→ **DOCUMENT EXCERPT**:
-=-=-

That’s why leaders need to ensure the measures they put into place are not simply those that serve to provide them with some form of assurance and control. Instead, they should be measures which can provide a clear impression of the progress employees are making toward achieving their shared goals.
3. How are we going to accomplish our goals?
As I mentioned earlier, a leader’s actions and behaviours serve to communicate to their employees what goals are most important to their organization. Of course, a leader’s conduct also serves to inform employees about how their organization chooses to go about achieving those goals.
Consider the example of how a senior manager’s belief that yelling at employees instills respect has spread to front-line managers who have started to yell at their team members as well. Not surprisingly, this has lead to a drop in team morale as employees feel more like cogs in the wheel than valued and appreciated contributors to the organization’s efforts. If there’s one clear sign of a toxic workplace, it’s one where employees feel disrespected and undervalued.
While these leaders might be clear about the goals they have for their team, what they lack is an understanding of how the treatment of their employees affects the efficacy of their team’s efforts to attain those objectives. It’s for this reason why an organization’s values are so important; that they need to be more than a list of noble ideas hanging up on a wall. As much as our goals define what it is we’re trying to accomplish through our shared efforts, our values serve to inform and guide both leaders and their employees about the routes they can take to reach their destination.
After all, what distinguishes one organization from another is not simply the goals they set out to achieve. Instead, it’s the approach they take to reach those goals, something that is determined by the organization’s values which define not only what matters most to them, but what they envision as a more successful version of their organization.
4. Why does it matter?

-=-=-

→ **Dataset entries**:
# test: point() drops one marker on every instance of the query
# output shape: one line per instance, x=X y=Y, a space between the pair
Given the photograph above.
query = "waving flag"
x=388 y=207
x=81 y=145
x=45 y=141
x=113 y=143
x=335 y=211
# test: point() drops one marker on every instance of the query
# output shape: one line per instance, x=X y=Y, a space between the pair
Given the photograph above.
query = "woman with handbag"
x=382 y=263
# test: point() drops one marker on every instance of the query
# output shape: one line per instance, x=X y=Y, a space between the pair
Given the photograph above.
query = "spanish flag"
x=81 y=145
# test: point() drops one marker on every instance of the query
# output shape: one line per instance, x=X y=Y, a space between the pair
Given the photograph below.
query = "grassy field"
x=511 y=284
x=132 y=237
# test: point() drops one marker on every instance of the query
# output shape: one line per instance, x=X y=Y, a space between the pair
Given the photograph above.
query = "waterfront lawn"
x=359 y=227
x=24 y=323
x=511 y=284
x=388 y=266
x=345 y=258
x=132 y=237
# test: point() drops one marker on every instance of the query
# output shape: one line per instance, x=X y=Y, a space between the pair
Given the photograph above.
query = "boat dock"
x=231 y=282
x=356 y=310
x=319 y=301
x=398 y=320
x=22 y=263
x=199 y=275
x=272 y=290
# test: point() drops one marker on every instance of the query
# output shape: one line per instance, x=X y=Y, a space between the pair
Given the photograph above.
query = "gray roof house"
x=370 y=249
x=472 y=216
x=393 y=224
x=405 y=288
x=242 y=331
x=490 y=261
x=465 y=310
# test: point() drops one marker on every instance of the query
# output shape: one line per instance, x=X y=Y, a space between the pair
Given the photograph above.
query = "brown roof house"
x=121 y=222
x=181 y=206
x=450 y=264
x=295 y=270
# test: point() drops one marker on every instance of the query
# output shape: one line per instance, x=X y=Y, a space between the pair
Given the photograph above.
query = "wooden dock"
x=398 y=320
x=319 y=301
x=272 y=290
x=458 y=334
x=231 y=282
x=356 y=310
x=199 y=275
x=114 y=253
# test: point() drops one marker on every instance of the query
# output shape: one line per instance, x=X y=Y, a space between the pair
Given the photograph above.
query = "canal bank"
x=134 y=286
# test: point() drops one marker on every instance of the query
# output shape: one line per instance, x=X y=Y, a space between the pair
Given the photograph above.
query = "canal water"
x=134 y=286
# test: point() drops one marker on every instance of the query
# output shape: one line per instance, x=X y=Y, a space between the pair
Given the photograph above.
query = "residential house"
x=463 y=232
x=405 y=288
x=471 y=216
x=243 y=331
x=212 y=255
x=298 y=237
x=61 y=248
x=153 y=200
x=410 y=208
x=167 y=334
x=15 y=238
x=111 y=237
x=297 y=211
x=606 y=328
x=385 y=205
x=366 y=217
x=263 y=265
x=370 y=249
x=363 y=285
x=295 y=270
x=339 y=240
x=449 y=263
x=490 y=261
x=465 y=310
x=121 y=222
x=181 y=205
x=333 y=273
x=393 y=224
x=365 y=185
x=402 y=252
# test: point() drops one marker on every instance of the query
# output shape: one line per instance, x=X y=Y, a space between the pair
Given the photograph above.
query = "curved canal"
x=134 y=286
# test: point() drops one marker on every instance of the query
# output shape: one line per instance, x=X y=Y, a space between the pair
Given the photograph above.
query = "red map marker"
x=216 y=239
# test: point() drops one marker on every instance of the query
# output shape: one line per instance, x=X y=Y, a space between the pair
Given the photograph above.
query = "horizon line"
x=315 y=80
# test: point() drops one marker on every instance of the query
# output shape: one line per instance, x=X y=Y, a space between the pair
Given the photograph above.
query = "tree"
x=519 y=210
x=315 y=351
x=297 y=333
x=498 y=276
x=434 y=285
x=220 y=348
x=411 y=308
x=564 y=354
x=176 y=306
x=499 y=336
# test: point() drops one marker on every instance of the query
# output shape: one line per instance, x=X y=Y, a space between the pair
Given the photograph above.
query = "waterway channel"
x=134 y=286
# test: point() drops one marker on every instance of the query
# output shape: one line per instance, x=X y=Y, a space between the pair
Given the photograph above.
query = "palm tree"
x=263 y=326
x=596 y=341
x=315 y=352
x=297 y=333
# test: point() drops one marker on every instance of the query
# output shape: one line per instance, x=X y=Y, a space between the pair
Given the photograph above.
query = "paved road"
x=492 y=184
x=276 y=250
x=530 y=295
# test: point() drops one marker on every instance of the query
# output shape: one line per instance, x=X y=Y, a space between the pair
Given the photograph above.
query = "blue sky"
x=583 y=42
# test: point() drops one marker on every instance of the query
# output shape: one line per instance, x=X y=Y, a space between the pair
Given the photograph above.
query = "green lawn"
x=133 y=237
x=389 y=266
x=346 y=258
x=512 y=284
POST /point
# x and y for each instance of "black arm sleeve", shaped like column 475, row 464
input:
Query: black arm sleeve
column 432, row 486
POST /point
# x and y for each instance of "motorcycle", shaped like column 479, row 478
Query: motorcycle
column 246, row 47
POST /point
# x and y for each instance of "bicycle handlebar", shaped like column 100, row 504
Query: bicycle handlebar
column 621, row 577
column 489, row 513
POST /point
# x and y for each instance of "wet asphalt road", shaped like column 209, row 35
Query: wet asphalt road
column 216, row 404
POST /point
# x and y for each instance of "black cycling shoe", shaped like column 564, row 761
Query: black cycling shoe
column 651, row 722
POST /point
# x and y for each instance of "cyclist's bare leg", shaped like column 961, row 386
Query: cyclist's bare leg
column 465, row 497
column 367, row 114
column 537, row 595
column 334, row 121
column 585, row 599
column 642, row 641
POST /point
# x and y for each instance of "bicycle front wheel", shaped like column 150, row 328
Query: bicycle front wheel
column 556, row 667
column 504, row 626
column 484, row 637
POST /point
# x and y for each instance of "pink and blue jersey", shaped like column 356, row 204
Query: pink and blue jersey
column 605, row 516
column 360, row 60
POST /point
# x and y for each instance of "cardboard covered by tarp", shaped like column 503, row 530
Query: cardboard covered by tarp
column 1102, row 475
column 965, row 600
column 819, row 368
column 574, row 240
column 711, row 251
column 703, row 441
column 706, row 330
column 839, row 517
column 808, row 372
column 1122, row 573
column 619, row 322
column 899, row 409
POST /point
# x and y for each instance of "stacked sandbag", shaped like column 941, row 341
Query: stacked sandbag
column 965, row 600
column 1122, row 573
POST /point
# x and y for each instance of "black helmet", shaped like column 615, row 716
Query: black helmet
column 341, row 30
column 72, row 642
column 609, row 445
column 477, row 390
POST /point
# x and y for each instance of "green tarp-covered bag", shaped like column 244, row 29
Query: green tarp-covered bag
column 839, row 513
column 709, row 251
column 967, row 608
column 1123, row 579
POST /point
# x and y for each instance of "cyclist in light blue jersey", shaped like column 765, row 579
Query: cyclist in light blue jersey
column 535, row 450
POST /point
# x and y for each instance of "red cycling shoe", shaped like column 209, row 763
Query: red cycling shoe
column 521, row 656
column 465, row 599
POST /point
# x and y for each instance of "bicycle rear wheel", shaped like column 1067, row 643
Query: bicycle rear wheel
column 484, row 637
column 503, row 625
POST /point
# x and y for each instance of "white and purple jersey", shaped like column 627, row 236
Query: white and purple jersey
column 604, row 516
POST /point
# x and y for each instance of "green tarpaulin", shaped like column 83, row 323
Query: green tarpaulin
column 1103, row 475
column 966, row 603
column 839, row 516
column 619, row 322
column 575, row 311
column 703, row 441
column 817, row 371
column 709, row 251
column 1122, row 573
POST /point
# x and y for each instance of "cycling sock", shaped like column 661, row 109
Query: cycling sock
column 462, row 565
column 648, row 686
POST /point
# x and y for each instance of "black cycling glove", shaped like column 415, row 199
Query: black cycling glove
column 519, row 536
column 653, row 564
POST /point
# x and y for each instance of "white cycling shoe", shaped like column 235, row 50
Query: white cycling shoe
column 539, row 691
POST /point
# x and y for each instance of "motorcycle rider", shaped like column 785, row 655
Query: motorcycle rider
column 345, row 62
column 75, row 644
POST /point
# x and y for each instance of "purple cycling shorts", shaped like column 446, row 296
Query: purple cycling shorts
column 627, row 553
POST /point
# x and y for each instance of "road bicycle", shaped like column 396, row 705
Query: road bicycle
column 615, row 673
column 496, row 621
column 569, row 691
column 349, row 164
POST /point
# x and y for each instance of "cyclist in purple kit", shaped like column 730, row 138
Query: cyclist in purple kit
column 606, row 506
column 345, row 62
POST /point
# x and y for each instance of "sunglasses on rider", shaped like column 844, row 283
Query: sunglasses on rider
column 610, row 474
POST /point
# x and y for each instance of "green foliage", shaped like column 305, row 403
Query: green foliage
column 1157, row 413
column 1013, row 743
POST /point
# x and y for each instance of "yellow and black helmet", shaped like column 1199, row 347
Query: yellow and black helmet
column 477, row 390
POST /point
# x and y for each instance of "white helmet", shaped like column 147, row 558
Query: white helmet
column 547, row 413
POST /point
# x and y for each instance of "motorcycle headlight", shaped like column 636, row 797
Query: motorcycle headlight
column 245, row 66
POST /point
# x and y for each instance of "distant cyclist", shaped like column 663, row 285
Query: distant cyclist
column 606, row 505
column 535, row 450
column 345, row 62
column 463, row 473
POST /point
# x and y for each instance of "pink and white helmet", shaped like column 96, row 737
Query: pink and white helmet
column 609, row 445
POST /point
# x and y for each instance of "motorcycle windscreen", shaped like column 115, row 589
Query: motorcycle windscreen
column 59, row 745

-=-=-

→ **EXERCISE INSTRUCTIONS**:
• a. List the job roles or groups of staff that the leadership text names.
• b. Carry on with the leadership text, writing the section that comes after its last heading.
These records have nothing to do with the leadership text.

→ **EXPECTED RESULTS**:
• a.
leaders
employees
senior manager
front-line managers
team members

• b.
Perhaps the most valuable question leaders should ask themselves is why these behaviours or actions matter. Not simply in terms of their own personal goals or ambitions, but from the context of how their organization – and by extension, everyone who contributes to it – benefits from these efforts.
It’s easy to get caught up in issues which in our own minds might seem significant or relevant to our ability to succeed, without appreciating how they might be seen by those around us. And given the rapidity with which things seem to change and the shorter lens from which we peer out into the future, it’s certainly becoming easier to amplify what would otherwise be considered to be trivial affairs.
By asking this question in terms of that which is bigger than ourselves, we stand to gain a far clearer picture of what’s really required from us – and from those we lead – to ensure a successful outcome from our collective efforts. It also encourages leaders to question what is the purpose behind their organization’s policies and processes, if not to contemplate the vision they have for what they want to create through their team’s shared efforts.
Sure, this might mean that leaders need to give up more than they get in return from those they serve. However, if one understands that the true nature of leadership is not to bend others to your will, but to facilitate their ability to succeed, such measures become far easier to accept and encourage.
Although leaders alone are not responsible for the presence of toxic workplaces in today’s organizations, the creation and perpetuation of such conditions is a direct consequence of their actions – or in some cases inaction – to prevent such negativity from entering the workforce.
By recognizing the part they play in allowing such toxic workplaces to thrive, leaders can ensure they foster a work environment where employees are not only respected and valued, but are directed and driven towards work that creates a sense of purpose and meaning for both their organization and themselves.